[Input — start]
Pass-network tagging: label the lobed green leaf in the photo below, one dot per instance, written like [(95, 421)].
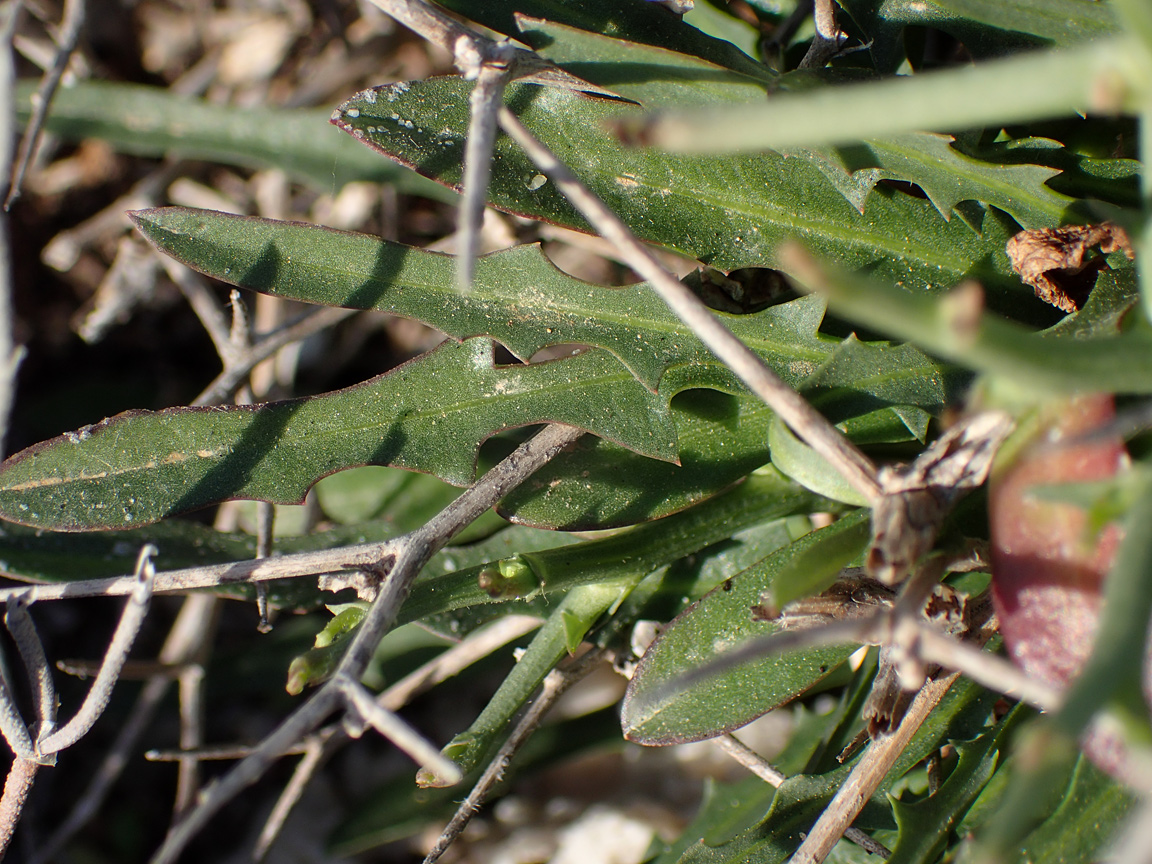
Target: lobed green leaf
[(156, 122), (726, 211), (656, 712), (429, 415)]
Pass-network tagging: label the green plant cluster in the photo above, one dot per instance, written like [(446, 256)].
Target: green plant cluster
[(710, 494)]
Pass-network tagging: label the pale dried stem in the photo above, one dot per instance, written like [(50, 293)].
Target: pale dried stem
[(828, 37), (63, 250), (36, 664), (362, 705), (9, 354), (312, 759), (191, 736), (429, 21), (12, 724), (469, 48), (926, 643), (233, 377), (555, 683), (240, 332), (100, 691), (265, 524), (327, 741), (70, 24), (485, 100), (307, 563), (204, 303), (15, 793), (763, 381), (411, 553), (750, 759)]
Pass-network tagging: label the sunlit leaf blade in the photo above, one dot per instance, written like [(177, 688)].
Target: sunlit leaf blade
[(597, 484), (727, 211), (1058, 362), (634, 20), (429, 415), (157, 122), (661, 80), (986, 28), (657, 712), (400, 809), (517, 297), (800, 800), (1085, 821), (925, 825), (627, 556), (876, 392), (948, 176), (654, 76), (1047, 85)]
[Input — finish]
• [Aim of the task]
Copy out the lines of the data where the word "above" can be found.

• [Exercise answer]
Pass-network tagging: label the green plant cluster in the photo above, one dot per instance, written like [(446, 256)].
Pass-network tagging: label the pale dried stem in the photo above, one dot per instance, written like [(50, 293)].
Pass-network tagging: label the sunlit leaf blade in the photo above, one dot per instance, written like [(177, 688)].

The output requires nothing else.